*** Given text ***

It's refreshing when dealing with President Kennedy to be able to read something that goes beyond emotionalism, tenuous speculation and excessive proselytising and simply studies the concrete details of his administration's achievements. This is a serious, impeccably researched historical work which examines the key policy decisions and strategies of President Kennedy and his administration in dealing with the many international crises which punctuated his time in office.

What the book succeeds in demonstrating is how President Kennedy, despite coming under intense pressures from the military, the public and his political opponents, was able to peacefully navigate through the most dangerous period of the Cold War and even eventually to reach an understanding with the Soviet Union on many issues. It is a significant achievement of his presidency, a product of his intelligence, intuition and judgement, an ability to clearly work through problems and find peaceful solutions, while preserving the United States' strategic position in the world.

Mr Freedman makes it clear from the beginning that his subject should be taken in context. The book stands back from taking an objective look at the origins of the superpower confrontation and asking the serious questions as to the necessity of such a dangerous rivalry. This is not the object of the book, instead it is an assessment of the actions of a President who assumed office in the midst of "hostilities" as such. It would be foolish to believe Kennedy could have made an objective judgement as to the efficacy of the East-West divide and mould his decisions accordingly. He had only so much leeway in the face of the numerous pressure groups surrounding him. It is important however to consider how he dealt with these pressures and throughout the narrative an image emerges of a man who was genuinely concerned with making the world a less dangerous place.

After in turn dealing with Berlin, Cuba and the Test Ban Treaty, the book at length discusses Southeast Asia and the nascent conflict in Vietnam, which Kennedy presided over in his final days. Historians and commentators of this period inevitably turn to the what-if scenario of President Kennedy surviving to serve his full term of office and then re-election in 1964. Would this have altered the course of US involvement in Southeast Asia and the Vietnam war? Mr Freedman makes it clear that this question cannot be answered with certainty and that at best one can only attempt to make an informed guess based on the pattern of Kennedy's decisions up to his death. However, such is the weight of this book that posing such a question does not seem like an entirely idle endeavour. It is on record that Kennedy was strongly opposed to the US becoming embroiled in a large scale military conflict in Southeast Asia and this viewpoint allowed the like-minded figures in his administration to initially dominate US policy in the region. Events subsequently took a different course after Kennedy's death under President Johnson who, as Mr Freedman shows, fatally allowed policy to be controlled by the hawks.

*** Given information ***

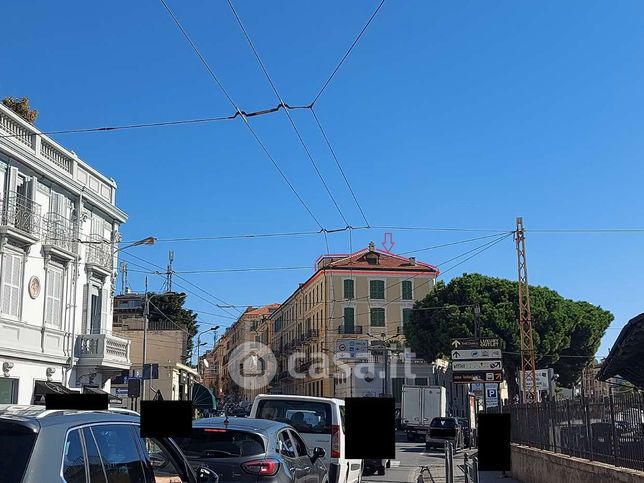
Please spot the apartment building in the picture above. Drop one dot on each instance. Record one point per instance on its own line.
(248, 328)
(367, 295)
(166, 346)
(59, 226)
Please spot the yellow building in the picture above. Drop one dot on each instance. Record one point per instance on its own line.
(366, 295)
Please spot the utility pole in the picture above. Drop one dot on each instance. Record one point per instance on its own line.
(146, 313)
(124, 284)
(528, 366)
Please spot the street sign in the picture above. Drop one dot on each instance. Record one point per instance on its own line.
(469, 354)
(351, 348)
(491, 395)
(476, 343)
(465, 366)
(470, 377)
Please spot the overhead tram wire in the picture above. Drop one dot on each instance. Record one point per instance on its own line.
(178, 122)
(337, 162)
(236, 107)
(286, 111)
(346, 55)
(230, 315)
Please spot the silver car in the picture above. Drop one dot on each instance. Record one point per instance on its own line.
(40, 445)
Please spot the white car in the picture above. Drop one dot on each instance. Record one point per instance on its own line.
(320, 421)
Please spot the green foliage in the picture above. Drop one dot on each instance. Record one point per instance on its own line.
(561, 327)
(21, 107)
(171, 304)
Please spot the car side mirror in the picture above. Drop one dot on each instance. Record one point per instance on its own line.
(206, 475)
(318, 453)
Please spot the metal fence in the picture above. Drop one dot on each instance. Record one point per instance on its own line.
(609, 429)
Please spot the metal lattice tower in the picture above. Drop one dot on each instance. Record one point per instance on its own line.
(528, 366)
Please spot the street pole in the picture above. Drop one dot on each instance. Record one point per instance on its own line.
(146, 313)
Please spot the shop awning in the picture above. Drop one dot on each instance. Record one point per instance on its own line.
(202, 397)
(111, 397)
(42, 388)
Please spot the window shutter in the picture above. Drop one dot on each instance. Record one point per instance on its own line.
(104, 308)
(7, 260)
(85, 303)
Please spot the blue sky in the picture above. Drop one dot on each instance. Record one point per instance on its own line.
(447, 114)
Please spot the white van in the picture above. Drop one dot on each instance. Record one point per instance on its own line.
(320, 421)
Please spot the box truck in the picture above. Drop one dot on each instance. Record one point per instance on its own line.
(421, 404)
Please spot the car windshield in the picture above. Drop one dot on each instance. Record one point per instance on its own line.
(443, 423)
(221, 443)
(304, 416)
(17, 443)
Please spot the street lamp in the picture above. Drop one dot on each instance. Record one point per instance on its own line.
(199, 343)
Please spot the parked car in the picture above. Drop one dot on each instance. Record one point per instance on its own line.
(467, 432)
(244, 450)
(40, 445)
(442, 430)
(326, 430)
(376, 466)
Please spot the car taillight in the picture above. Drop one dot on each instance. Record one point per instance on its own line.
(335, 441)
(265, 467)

***

- What is asked -
a: Using the Kennedy book review, decide whether each statement agrees with it. Answer yes or no, and quote the words that settle each one. (i) The book looks closely at the origins of the superpower confrontation. (ii) Freedman holds that the question of whether Kennedy's survival would have changed US involvement in Vietnam cannot be answered with certainty. (iii) President Johnson let the hawks control policy.
b: Answer from the Kennedy book review, one line each:
(i) Which three groups put intense pressure on Kennedy?
(ii) Which three subjects does the book cover before it turns to Southeast Asia?
(iii) In what year would Kennedy have sought re-election?
c: Write the next part of the Kennedy book review, picking up after its final sentence.

- Answers by task -
a:
(i) No: "The book stands back from taking an objective look at the origins of the superpower confrontation"
(ii) Yes: "Mr Freedman makes it clear that this question cannot be answered with certainty"
(iii) Yes: "fatally allowed policy to be controlled by the hawks"

b:
(i) The military, the public and his political opponents
(ii) Berlin, Cuba and the Test Ban Treaty
(iii) 1964

c:
In short, this book is a valuable addition to the history of the Cold war and while at times is written in such a way as to deter all but the most serious students of the period, is well worth the effort.

Rating: 5 stars
Summary: Well Researched Objective History of Kennedy as Cold Warrior
Review: Sir Lawrence Freedman has been Professor of War Studies at King's College, London, since 1982 and is an outstanding researcher and writer. This book is a very scholarly look at President Kennedy's performance in four hot spots of the Cold War: Berlin, Cuba, Laos, and Vietnam. It's must reading for anyone who wants to understand Kennedy's approach to crisis management, also for those who think that Kennedy would have kept the Vietnam War from being an American war--that is, with Lyndon Johnson's later deployment of large numbers of American ground troops. Unlike the recent book Death of a Generation, by Howard Jones, which argues that Kennedy would never have turned Vietnam into an American war, Freedman's view is that we can't know what Kennedy would have done in 1965 when the government of Vietnam was on the brink of being defeated by a stepped-up Viet Cong insurgency. The situation in Vietnam during the years 1961 to 1963, covered by this book, was very different from that in 1965, when U.S. choices were very limited: basically either insert significant numbers of U.S. troops, or see South Vietnam fall to the communists, an unacceptable outcome for any American president at that time. The South Vietnames army was weak, and U.S. air power alone, used both in North and South Vietnam, could not alone have turned the tide (airpower never does, though today it has become an increasingly significant key to victory). Sir Lawrence has researched thousands of documents, summaries of administration meetings, and state department cables. His views are both documented and balanced. No one studying this period in U.S. and world history, and conflicts in Berlin, Cuba, Laos, and Vietnam, can do without reading this first-rate book.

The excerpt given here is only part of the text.